## TASK PROMPT
The copy you give must match the records exactly, except that it holds no images.

START RECORDS FOR THIS TASK

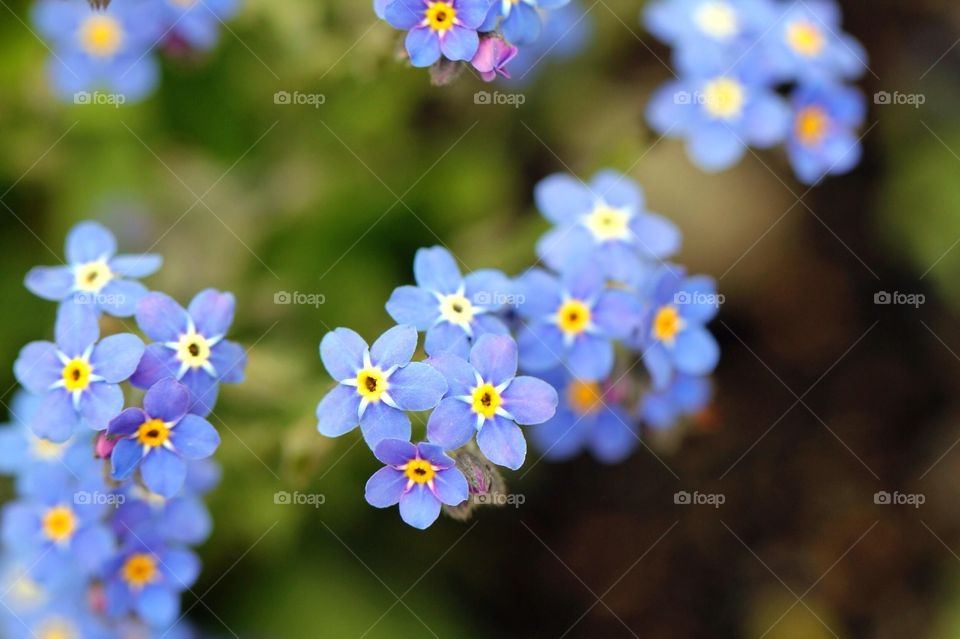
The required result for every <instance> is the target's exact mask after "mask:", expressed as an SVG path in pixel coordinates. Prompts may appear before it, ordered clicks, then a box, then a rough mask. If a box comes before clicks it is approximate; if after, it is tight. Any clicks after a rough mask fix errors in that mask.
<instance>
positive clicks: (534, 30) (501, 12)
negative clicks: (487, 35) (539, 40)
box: [480, 0, 570, 45]
mask: <svg viewBox="0 0 960 639" xmlns="http://www.w3.org/2000/svg"><path fill="white" fill-rule="evenodd" d="M569 2H570V0H493V4H492V5H490V11H489V12H488V13H487V17H486V20H484V23H483V26H481V27H480V30H481V31H493V30H494V29H496V28H497V25H498V23H499V26H500V31H501V32H502V33H503V37H505V38H506V39H507V41H508V42H511V43H513V44H517V45H524V44H530V43H531V42H535V41H536V40H537V38H539V37H540V29H541V25H540V15H541V12H542V11H546V10H549V9H559V8H560V7H562V6H564V5H566V4H567V3H569Z"/></svg>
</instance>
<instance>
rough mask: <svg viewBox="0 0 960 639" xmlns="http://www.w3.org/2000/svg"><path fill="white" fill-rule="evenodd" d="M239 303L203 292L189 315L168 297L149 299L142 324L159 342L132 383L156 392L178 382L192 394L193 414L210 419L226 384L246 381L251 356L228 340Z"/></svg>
mask: <svg viewBox="0 0 960 639" xmlns="http://www.w3.org/2000/svg"><path fill="white" fill-rule="evenodd" d="M235 304H236V302H235V300H234V297H233V294H232V293H221V292H220V291H216V290H214V289H207V290H205V291H201V292H200V293H198V294H197V295H196V297H194V298H193V300H192V301H191V302H190V306H189V307H188V308H187V309H186V310H184V309H183V307H182V306H180V305H179V304H177V302H176V301H174V300H173V299H172V298H170V297H169V296H167V295H164V294H163V293H150V294H149V295H147V296H146V297H145V298H143V300H142V301H141V302H140V304H139V306H138V307H137V324H138V325H139V326H140V330H142V331H143V332H144V333H146V334H147V336H148V337H150V339H152V340H154V341H155V342H156V343H154V344H150V345H149V346H147V350H146V351H145V352H144V354H143V360H142V361H141V362H140V366H139V367H137V371H136V373H134V375H133V377H132V378H131V380H130V381H131V382H132V383H133V384H134V385H135V386H137V387H138V388H150V387H151V386H153V385H154V384H156V383H157V382H159V381H160V380H162V379H166V378H173V379H175V380H177V381H179V382H181V383H182V384H184V385H185V386H186V387H187V388H188V389H190V397H191V401H190V412H191V413H196V414H197V415H201V416H206V415H209V414H210V412H211V411H212V410H213V407H214V406H216V403H217V395H218V393H219V388H220V384H221V383H224V384H239V383H240V382H242V381H243V379H244V369H245V368H246V365H247V354H246V352H245V351H244V350H243V347H241V346H240V345H239V344H237V343H236V342H231V341H229V340H226V339H224V337H225V336H226V334H227V331H228V330H229V329H230V325H231V324H232V323H233V311H234V305H235Z"/></svg>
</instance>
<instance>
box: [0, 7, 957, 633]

END RECORDS FOR THIS TASK

## ANSWER TO THE EXERCISE
The required result for every <instance> is the target's exact mask after "mask:", expressed as an SVG path in pixel coordinates. Prompts may appear before it, ordered clicks, then a box, then a rough mask. If a box comes before clicks it is approximate; if after, it is tight. Any clicks after a rough mask fix errors in that mask.
<instance>
positive clicks: (534, 30) (501, 12)
negative clicks: (487, 35) (539, 40)
box: [480, 0, 570, 45]
mask: <svg viewBox="0 0 960 639" xmlns="http://www.w3.org/2000/svg"><path fill="white" fill-rule="evenodd" d="M569 2H570V0H493V4H492V5H490V11H489V12H488V13H487V17H486V20H484V23H483V26H481V27H480V30H481V31H493V30H494V29H496V28H497V25H498V23H499V26H500V31H501V32H502V33H503V37H505V38H506V39H507V41H508V42H511V43H513V44H517V45H524V44H530V43H531V42H535V41H536V40H537V38H539V37H540V29H541V25H540V15H541V12H542V11H546V10H549V9H559V8H560V7H562V6H564V5H566V4H567V3H569Z"/></svg>
</instance>
<instance>
rough mask: <svg viewBox="0 0 960 639" xmlns="http://www.w3.org/2000/svg"><path fill="white" fill-rule="evenodd" d="M239 303L203 292L189 315L168 297L149 299L142 324L159 342L132 383L156 392L178 382L192 394L193 414L210 419L226 384L246 381L251 356L228 340Z"/></svg>
mask: <svg viewBox="0 0 960 639" xmlns="http://www.w3.org/2000/svg"><path fill="white" fill-rule="evenodd" d="M235 304H236V302H235V300H234V297H233V294H232V293H221V292H220V291H216V290H214V289H207V290H205V291H201V292H200V293H198V294H197V295H196V297H194V298H193V300H192V301H191V302H190V306H189V307H188V308H187V309H186V310H184V309H183V307H182V306H180V305H179V304H177V302H176V301H174V300H173V299H172V298H170V297H169V296H167V295H164V294H163V293H150V294H149V295H147V296H146V297H145V298H143V300H142V301H141V302H140V304H139V306H138V307H137V324H138V325H139V326H140V330H142V331H143V332H144V333H146V334H147V336H148V337H150V339H152V340H154V341H155V342H156V343H154V344H150V345H149V346H147V350H146V351H145V352H144V354H143V360H142V361H141V362H140V366H139V367H137V371H136V373H134V375H133V377H132V378H131V380H130V381H131V382H132V383H133V384H134V385H135V386H137V387H138V388H150V387H151V386H153V385H154V384H156V383H157V382H159V381H160V380H162V379H166V378H173V379H175V380H177V381H179V382H181V383H182V384H184V385H185V386H186V387H187V388H188V389H190V397H191V401H190V412H191V413H196V414H197V415H201V416H206V415H209V414H210V412H211V411H212V410H213V407H214V406H216V403H217V395H218V393H219V388H220V384H221V383H224V384H239V383H240V382H242V381H243V379H244V369H245V368H246V365H247V354H246V352H245V351H244V350H243V347H241V346H240V345H239V344H237V343H236V342H231V341H229V340H226V339H224V337H225V336H226V334H227V331H228V330H229V329H230V325H231V324H232V323H233V311H234V305H235Z"/></svg>
</instance>
<instance>
box: [0, 7, 957, 633]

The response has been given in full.